- **Passage**
■ ■ ■ ■
"The students declared a general national strike. We hadn't seen anything like that for the past 100 years. I think it would be appropriate to compare this to the fall of the Soviet Union or the fall of the Berlin Wall. I am very happy that we were able to mobilize the Ukrainian community to stand up for its rights," Yushchenko said.
Yushchenko also welcomed support from Ukrainian heavyweight boxer Vitali Klitschko -- who successfully defended his world championship title last night during a fight in Las Vegas, Nevada. "We were very pleased to see that when Vitali Klitschko fought last night, he was wearing orange," he said. "He fought wonderfully. And at the end, when he won, they raised a flag saying, 'Tak. Yushchenko!'"
Yushchenko's Austrian doctor, Michael Zimpfer, said there is no doubt that poisonous dioxin disfigured Yushchenko's face and continues to cause him other health problems. Zimpfer said he suspects the poisoning was deliberate, and possibly was administered through Yushchenko's food.
"It would be quite easy in fact to administer this amount in a soup that contains cream, because of the issue of fat solubility. As relates to the circumstances as regards a criminal investigation, this doesn't fall within our purview. We have made a final diagnosis as well as an additional diagnosis that we suspect a cause triggered by a third party. There is the suspicion of third-party [outside] involvement," Zimpfel said.
Ukrainian officials have denied allegations made by Yushchenko in the past that his political opponents in Kyiv are responsible for his poisoning.
In Washington, a U.S. State Department spokeswoman said the United States is "deeply concerned" by the finding of poisoning. Washington has urged the authorities in Ukraine to conduct a thorough investigation.
Yushchenko was returning from Austria to Ukraine today to continue his campaign for the 26 December rerun of the disputed presidential election runoff against Prime Minister Viktor Yanukovych.
■ ■ ■ ■
- **Work instruction**
In the report on Yushchenko, on what date is the rerun of the disputed presidential election runoff set to take place?

- **Record set**
■ ■ ■ ■
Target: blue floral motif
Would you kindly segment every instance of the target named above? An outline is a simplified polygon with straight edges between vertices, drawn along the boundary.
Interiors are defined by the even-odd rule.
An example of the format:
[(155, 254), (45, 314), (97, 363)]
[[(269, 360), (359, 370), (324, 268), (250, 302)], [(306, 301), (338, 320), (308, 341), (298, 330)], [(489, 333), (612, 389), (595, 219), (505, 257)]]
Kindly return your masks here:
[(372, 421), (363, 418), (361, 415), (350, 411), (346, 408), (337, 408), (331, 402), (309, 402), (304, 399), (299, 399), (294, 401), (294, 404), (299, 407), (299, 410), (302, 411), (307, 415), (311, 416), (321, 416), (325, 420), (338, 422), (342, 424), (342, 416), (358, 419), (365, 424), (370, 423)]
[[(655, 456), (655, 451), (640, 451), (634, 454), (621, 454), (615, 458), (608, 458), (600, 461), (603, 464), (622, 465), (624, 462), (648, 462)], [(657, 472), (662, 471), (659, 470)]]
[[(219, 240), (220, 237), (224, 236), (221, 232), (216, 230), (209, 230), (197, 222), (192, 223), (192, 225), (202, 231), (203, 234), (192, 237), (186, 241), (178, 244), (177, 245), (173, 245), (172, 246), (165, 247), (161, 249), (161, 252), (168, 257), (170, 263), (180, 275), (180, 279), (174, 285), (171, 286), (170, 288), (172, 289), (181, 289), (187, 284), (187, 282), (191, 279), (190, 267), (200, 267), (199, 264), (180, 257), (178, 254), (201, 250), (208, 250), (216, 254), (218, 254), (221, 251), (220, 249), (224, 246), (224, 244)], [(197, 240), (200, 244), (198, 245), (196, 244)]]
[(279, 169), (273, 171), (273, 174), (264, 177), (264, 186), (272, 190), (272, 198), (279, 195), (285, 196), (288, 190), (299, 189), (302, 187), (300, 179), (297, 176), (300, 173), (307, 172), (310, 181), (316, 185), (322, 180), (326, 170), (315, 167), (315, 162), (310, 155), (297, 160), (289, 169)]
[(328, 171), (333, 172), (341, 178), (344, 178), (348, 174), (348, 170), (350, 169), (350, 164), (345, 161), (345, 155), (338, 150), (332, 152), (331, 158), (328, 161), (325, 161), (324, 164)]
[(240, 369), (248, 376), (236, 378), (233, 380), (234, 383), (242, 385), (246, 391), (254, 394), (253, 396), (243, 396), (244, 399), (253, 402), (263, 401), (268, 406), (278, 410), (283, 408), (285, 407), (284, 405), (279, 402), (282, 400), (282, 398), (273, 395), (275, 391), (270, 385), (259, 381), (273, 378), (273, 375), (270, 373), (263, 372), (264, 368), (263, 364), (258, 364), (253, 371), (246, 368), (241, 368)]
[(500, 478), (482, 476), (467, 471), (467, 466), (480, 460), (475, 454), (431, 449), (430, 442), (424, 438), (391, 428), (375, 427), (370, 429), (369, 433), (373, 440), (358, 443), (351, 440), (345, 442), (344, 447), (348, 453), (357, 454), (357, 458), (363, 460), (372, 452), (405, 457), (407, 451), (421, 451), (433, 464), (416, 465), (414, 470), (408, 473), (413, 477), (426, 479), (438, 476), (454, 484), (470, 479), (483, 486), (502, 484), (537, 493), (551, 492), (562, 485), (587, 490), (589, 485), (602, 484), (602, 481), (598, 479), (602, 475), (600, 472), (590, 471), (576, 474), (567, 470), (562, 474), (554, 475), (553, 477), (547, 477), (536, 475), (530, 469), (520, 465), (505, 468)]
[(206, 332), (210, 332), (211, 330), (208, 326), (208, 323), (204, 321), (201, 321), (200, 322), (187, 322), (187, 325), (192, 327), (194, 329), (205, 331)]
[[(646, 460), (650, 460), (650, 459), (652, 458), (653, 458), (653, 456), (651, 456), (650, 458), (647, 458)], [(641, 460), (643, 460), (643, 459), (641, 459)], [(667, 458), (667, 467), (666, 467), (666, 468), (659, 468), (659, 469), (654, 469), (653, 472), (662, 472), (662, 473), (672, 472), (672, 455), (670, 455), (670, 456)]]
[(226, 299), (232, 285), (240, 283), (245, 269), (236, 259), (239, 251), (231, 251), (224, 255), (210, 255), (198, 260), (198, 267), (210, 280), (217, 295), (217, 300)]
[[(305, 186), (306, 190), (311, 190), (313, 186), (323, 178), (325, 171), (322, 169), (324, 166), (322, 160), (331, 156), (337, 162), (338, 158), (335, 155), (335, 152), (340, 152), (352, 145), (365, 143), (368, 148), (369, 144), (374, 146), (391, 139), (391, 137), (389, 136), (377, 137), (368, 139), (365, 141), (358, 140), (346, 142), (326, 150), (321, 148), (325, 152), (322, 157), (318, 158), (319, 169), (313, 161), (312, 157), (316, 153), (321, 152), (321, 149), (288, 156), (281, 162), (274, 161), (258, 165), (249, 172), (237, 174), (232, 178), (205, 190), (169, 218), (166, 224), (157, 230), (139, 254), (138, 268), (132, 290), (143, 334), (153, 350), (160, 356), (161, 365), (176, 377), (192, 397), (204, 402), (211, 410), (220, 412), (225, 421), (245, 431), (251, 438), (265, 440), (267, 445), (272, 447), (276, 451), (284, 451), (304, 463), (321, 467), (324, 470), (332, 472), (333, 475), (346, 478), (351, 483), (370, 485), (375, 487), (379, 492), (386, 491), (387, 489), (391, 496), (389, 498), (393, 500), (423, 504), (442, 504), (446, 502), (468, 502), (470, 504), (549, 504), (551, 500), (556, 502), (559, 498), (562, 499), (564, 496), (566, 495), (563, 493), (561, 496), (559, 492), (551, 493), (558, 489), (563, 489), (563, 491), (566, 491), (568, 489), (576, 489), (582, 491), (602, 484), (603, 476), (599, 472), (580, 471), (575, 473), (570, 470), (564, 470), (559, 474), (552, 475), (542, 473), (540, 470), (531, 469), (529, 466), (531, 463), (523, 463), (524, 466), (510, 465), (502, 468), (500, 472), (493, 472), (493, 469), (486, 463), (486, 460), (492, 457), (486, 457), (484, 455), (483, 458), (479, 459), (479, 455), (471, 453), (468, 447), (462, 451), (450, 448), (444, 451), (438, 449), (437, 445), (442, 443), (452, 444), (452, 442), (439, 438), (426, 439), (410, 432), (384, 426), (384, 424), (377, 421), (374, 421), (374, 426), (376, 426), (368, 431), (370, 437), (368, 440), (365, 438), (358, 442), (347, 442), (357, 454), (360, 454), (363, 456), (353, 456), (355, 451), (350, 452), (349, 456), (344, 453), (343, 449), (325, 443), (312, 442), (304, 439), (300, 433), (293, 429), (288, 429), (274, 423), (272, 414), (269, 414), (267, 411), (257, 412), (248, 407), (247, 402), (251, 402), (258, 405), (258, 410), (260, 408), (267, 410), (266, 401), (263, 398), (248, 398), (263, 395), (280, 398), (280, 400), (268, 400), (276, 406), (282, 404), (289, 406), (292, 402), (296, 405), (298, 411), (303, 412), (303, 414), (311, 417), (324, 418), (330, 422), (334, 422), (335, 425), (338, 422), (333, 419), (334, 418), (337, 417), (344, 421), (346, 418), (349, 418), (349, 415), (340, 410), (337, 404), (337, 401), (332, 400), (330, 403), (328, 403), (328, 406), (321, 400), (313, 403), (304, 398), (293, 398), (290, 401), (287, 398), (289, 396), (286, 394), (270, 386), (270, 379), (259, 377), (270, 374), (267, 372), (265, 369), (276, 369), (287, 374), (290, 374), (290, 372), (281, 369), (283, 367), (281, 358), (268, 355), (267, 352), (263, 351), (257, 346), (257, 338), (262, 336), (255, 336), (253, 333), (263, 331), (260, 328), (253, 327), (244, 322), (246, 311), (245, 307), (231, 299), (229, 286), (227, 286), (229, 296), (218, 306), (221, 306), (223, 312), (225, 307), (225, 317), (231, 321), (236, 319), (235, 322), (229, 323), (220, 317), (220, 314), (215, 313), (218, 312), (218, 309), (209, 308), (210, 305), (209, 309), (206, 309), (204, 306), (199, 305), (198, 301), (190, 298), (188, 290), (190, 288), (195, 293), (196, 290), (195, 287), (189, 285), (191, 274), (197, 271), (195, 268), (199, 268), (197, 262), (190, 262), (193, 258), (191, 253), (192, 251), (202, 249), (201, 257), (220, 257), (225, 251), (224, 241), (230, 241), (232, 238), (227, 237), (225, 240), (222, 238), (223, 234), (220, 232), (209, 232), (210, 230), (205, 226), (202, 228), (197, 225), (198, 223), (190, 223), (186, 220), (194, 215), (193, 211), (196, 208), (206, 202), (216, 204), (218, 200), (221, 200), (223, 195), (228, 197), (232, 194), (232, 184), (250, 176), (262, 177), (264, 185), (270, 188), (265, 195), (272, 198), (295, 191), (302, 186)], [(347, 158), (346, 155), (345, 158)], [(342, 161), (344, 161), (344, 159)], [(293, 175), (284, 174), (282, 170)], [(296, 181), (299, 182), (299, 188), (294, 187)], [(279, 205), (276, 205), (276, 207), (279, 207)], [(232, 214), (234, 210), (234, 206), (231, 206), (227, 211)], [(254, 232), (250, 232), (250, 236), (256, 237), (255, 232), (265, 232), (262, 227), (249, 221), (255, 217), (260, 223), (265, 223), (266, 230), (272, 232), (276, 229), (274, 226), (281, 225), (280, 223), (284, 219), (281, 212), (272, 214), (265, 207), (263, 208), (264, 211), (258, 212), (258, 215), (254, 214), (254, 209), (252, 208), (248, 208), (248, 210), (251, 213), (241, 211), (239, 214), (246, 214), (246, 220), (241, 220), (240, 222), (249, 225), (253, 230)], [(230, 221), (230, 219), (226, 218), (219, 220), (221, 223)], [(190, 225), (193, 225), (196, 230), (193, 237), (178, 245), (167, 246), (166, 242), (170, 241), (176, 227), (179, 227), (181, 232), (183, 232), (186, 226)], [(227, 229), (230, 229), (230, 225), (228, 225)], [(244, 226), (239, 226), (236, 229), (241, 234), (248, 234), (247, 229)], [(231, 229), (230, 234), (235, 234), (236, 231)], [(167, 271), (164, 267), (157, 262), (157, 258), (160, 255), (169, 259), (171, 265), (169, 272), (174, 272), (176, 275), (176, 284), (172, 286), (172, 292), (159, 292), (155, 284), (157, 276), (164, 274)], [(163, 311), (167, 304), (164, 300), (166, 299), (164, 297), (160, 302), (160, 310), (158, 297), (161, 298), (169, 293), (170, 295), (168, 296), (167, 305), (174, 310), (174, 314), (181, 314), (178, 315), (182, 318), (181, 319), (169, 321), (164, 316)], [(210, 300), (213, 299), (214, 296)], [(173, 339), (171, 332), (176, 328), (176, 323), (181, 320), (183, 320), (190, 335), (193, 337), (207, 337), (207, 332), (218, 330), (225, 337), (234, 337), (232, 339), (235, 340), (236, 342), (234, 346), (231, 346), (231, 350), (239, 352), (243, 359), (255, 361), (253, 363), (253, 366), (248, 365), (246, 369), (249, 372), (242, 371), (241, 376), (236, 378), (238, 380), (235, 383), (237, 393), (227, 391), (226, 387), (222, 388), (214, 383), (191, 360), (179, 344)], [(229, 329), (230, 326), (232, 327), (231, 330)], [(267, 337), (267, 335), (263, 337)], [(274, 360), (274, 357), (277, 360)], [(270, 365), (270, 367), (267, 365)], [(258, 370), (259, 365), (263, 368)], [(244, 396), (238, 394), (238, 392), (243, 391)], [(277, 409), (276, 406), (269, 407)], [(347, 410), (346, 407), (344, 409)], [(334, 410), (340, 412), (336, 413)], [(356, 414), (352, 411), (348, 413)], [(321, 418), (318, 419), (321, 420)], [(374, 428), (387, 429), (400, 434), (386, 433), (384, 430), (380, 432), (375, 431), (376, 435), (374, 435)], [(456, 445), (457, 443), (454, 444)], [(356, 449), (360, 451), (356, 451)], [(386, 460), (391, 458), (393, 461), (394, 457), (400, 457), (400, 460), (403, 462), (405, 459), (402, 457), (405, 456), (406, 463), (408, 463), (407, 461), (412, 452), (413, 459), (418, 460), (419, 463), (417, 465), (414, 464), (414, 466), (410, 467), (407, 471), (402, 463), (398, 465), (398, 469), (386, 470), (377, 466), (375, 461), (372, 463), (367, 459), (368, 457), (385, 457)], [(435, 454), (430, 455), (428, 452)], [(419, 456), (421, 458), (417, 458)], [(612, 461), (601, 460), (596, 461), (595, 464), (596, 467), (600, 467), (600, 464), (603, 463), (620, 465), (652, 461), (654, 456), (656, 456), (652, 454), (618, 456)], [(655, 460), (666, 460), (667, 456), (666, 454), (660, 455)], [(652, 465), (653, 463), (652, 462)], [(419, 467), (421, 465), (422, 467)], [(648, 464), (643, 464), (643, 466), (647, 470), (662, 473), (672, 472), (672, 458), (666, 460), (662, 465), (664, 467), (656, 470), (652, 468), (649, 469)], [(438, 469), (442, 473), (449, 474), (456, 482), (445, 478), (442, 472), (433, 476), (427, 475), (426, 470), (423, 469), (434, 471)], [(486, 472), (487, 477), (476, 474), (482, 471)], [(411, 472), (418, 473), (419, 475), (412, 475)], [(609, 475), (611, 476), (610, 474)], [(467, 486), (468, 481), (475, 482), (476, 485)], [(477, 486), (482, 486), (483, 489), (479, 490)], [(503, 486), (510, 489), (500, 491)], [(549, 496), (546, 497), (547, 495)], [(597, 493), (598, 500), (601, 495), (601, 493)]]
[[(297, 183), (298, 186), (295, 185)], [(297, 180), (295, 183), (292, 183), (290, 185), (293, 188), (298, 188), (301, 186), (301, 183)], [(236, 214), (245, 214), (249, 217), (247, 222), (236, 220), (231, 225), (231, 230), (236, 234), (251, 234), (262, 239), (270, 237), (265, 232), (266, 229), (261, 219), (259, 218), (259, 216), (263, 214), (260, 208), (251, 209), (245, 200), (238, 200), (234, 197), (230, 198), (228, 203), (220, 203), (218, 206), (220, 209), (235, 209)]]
■ ■ ■ ■
- **Your solution**
26 December